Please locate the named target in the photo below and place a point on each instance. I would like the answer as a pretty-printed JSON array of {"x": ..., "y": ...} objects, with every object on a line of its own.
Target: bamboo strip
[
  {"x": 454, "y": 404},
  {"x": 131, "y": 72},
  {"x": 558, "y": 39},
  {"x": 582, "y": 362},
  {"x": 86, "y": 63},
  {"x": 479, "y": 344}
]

- - -

ABOUT THIS TASK:
Print the entries exactly. Include every one.

ANSWER FOR THE TASK:
Please locate the named target in the photo below and place a point on each instance. I would like the answer as a pretty-printed JSON array of {"x": ..., "y": ...} objects, with every object on a line of its own.
Target: bamboo strip
[
  {"x": 454, "y": 404},
  {"x": 131, "y": 72},
  {"x": 558, "y": 39},
  {"x": 582, "y": 362},
  {"x": 86, "y": 63},
  {"x": 479, "y": 344}
]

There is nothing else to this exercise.